* [Extract to read]:
* * * *

News – Children, Schools and Families Bill

ET staff writer
ET staff writer
01 February, 2010 1 min read

Children, Schools and Families Bill

The second reading of the Children, Schools and Families Bill was hotly debated in the House of Commons in January, not least because of contentious areas such as faith schools, home-schooling and compulsory sex education for primary-school age children.

In a debate which lasted for hours, the vote to push the bill through managed to get a comfortable majority of 287, compared with 206 ‘no’ votes.

The provisions of the bill are supposedly in line with the European Convention on Human Rights, but leading organisations, Christian and secular, lobbied ministers to present their arguments for better protection for parents and children.

Responses from bodies such as the Countryside Alliance and pro-life charity Society for the Protection of Unborn Children (SPUC), and from former secretary of state for education and employment David Blunkett MP, were presented in a debate that started at 2.30pm and went on well into the night.


The bill’s section 403 says that state and maintained schools and academies that teach personal, social, health and economic education (PSHE) must also teach sex and relationships education, including the presentation of homosexuality as a lifestyle choice equal to that of heterosexual relationships. This is regardless of whether or not the school is a Christian institution.

John Smeaton, SPUC director, commented: ‘The Bill seeks to force schools to prime children for adolescent sex – a clear example of pursuing ideology despite the evidence. The teenage pregnancy policies pursued over the past 10 years have encouraged escalating rates of sexual diseases, the further sexualisation of culture, and continuing high abortion rates among teenagers’.

However, there has been a new provision, stating: ‘If the parent of a pupil under the age of 15 in attendance at the school requests that the pupil be partly excused from receiving sex and relationships education at the school, the pupil shall be excused accordingly until the request is withdrawn or the pupil attains the age of 15’.

Home-schooling representatives pressed for fairer wording and provisions for home-schooling parents, who under the wording of the first reading in April last year were practically accused of providing a cover for child abuse. The bill has moved to a Public Bill Committee stage, which should be held on 4 February.

* * * *

* [Work order 1]: Edit the news report on the Children, Schools and Families Bill from "The provisions of" to "parents and children.", putting "reportedly" in place of "supposedly".
* [Work order 2]: According to the news report on the Children, Schools and Families Bill, how many "no" votes were cast when it was pushed through?

[Stored items]
* * * *

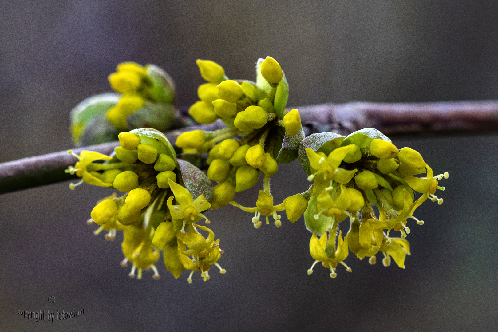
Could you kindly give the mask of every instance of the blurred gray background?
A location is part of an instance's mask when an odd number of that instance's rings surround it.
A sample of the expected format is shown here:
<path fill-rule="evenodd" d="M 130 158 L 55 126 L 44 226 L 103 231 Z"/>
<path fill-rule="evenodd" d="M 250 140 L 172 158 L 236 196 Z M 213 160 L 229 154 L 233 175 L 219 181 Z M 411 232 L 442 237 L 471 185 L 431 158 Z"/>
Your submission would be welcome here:
<path fill-rule="evenodd" d="M 355 1 L 6 1 L 0 10 L 0 162 L 67 149 L 69 111 L 110 91 L 121 61 L 154 63 L 176 82 L 178 104 L 197 99 L 196 59 L 253 79 L 270 55 L 290 106 L 327 102 L 498 99 L 498 2 Z M 0 330 L 5 331 L 492 331 L 498 310 L 495 233 L 496 135 L 394 140 L 420 151 L 444 181 L 441 206 L 417 210 L 406 268 L 371 266 L 331 279 L 306 270 L 302 220 L 255 229 L 227 207 L 208 213 L 225 250 L 204 283 L 129 278 L 120 233 L 96 236 L 85 221 L 109 191 L 61 183 L 0 196 Z M 296 162 L 272 178 L 275 202 L 308 185 Z M 258 185 L 238 194 L 253 206 Z M 282 218 L 284 220 L 285 218 Z M 346 224 L 341 224 L 343 231 Z M 56 302 L 49 304 L 53 295 Z M 36 322 L 18 310 L 85 309 Z"/>

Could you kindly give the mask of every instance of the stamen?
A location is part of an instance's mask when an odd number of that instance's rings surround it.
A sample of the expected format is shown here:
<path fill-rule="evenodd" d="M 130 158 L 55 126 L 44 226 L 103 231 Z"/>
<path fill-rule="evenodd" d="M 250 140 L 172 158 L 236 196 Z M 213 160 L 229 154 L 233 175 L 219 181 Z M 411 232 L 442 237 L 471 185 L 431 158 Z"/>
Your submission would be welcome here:
<path fill-rule="evenodd" d="M 192 270 L 192 272 L 190 272 L 190 275 L 189 275 L 188 278 L 187 278 L 187 281 L 188 281 L 188 283 L 189 284 L 192 284 L 192 275 L 194 274 L 194 270 Z"/>
<path fill-rule="evenodd" d="M 130 278 L 135 277 L 135 269 L 136 268 L 136 265 L 135 265 L 135 263 L 134 263 L 133 264 L 133 266 L 131 267 L 131 272 L 130 272 L 129 274 L 128 275 L 128 276 Z"/>
<path fill-rule="evenodd" d="M 82 179 L 81 180 L 80 180 L 80 182 L 78 182 L 78 183 L 73 183 L 72 182 L 71 182 L 71 183 L 69 184 L 69 189 L 71 189 L 71 190 L 74 190 L 75 188 L 76 187 L 77 187 L 78 186 L 79 186 L 80 185 L 81 185 L 83 182 L 84 182 L 84 181 L 83 181 L 83 179 Z"/>
<path fill-rule="evenodd" d="M 215 265 L 216 265 L 216 266 L 218 267 L 219 269 L 220 269 L 220 273 L 221 273 L 222 274 L 225 274 L 225 273 L 227 273 L 227 270 L 225 270 L 225 269 L 222 269 L 221 268 L 221 266 L 220 266 L 219 264 L 218 264 L 218 263 L 215 263 L 214 264 Z"/>
<path fill-rule="evenodd" d="M 315 265 L 318 262 L 318 261 L 315 260 L 313 262 L 313 265 L 311 265 L 311 268 L 308 269 L 308 274 L 311 274 L 313 273 L 313 268 L 315 267 Z"/>
<path fill-rule="evenodd" d="M 154 275 L 152 276 L 152 279 L 154 280 L 159 280 L 159 272 L 157 272 L 157 268 L 155 267 L 155 265 L 153 264 L 150 265 L 150 268 L 151 268 L 152 271 L 154 271 Z"/>

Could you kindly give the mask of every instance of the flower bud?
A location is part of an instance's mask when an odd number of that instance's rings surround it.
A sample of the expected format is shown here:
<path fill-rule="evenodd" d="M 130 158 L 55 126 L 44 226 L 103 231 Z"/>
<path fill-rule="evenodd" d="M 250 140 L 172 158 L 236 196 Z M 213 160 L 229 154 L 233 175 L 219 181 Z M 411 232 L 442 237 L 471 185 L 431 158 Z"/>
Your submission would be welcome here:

* * * *

* [Response box 1]:
The provisions of the bill are reportedly in line with the European Convention on Human Rights, but leading organisations, Christian and secular, lobbied ministers to present their arguments for better protection for parents and children.

* [Response box 2]: 206